**DOCUMENT PASSAGE**
Although temperature and pressure are not used, it may be desirable that the first flow meter and the second flow meter are operating under the same operating conditions, i.e., temperature and pressure. In this manner, the first flow meter and the second flow meter may be positioned adjacent to each other about the pipe or in close proximity.
As noted above, the first flow meter may be a reducer type flow meter. In this embodiment, information regarding the fluid flow from the first flow meter and the second flow meter, as well as known variables and/or constants associated with the first flow meter and the second flow meter, may be used to determine a mass flow rate of the fluid flow. For example, differential static pressure across the reducer type flow meter is:
dp=d*v2*v2/(2%)−d*v1*v1/(2*g) (5)
In equation (5), dp is the differential static pressure across the reducer type flow meter, d is the flowing fluid density, v2 is the velocity at the throat, v1 is the velocity at the upstream pipe, and g is the gravity constant. The static pressure drop is the same as the velocity pressure drop. The velocity v1 and v2 are expressed by volumetric flow V measured by the second flow meter divided by the cross sectional area of the pipe and the throat. That is:
v2=V/A2 (6)
v1=V/A1 (7)
Equations (6) and (7) can be entered into equation (5):
dp=d*V*V/(2*g)*(1/(A2*A2)−1/(A1*A1)) (8)
From this, density may be determined as follows by solving for d in equation (8):
d=2*g*dp/(V*V)/(1/(A2*A2))−1/(A1*A1)) (9)
The second flow meter, which may be a vortex flow meter, measures volumetric flow (V) directly. In this manner, the mass flow rate is given as:
mass flow rate=2*g*dp/V/(1/(A2*A2))−1/(A1*A1)) (10)
After the concentric reducer portion of the second flow meter, the velocity distribution is uniform. Therefore, there is no need for a straight section before the second linear volumetric flow meter, which is normally required. Thus, this embodiment may be suitable for packaged designs.
The above determinations and calculations are for purposes of illustration and are not meant to be limiting. Other determinations, calculations, considerations, etc., may exist in other examples.
These and other embodiments of the disclosure will be described in more detail with reference to the accompanying drawings in the detailed description of the disclosure that follows. This brief introduction, including section titles and corresponding summaries, is provided for the reader's convenience and is not intended to limit the scope of the claims or the proceeding sections. Furthermore, the techniques described above and below may be implemented in a number of ways and in a number of contexts. Several example implementations and contexts are provided with reference to the following figures, as described below in more detail. However, the following implementations and contexts are but a few of many.

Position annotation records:

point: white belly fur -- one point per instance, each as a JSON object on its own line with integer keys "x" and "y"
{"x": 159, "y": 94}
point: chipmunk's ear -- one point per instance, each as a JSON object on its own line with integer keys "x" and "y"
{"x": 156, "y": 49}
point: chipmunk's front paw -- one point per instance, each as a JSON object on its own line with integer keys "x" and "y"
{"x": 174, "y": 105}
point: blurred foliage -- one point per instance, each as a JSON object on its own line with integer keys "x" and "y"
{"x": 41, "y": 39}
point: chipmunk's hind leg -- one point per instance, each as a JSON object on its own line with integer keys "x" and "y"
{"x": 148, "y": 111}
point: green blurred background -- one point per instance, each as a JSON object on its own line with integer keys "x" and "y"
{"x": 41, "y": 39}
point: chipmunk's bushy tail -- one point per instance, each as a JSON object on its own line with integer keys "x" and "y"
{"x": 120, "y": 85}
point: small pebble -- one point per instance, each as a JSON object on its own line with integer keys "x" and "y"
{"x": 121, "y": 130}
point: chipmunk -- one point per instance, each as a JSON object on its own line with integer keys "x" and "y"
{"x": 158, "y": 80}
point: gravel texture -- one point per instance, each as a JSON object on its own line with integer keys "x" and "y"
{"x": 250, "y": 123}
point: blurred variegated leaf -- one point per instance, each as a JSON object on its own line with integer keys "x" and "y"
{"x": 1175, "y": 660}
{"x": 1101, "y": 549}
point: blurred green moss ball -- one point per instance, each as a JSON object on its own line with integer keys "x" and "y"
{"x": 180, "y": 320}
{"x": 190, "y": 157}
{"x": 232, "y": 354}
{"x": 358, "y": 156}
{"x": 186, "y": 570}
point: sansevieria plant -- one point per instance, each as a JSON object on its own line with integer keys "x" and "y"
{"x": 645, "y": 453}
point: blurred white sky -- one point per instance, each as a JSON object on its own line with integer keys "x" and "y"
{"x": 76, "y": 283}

**TASK DESCRIPTION**
Using the flow meter passage, say whether each statement agrees with it. Answer yes or no, and quote the words that decide it. (a) The second flow meter may be a vortex flow meter. (b) In this embodiment, a straight section is needed before the second linear volumetric flow meter. (c) The static pressure drop differs from the velocity pressure drop. The items are not needed for anything here.

**SOLUTION FOR THIS PROBLEM**
(a) Yes: "The second flow meter, which may be a vortex flow meter, measures volumetric flow (V) directly."
(b) No: "Therefore, there is no need for a straight section before the second linear volumetric flow meter, which is normally required."
(c) No: "The static pressure drop is the same as the velocity pressure drop."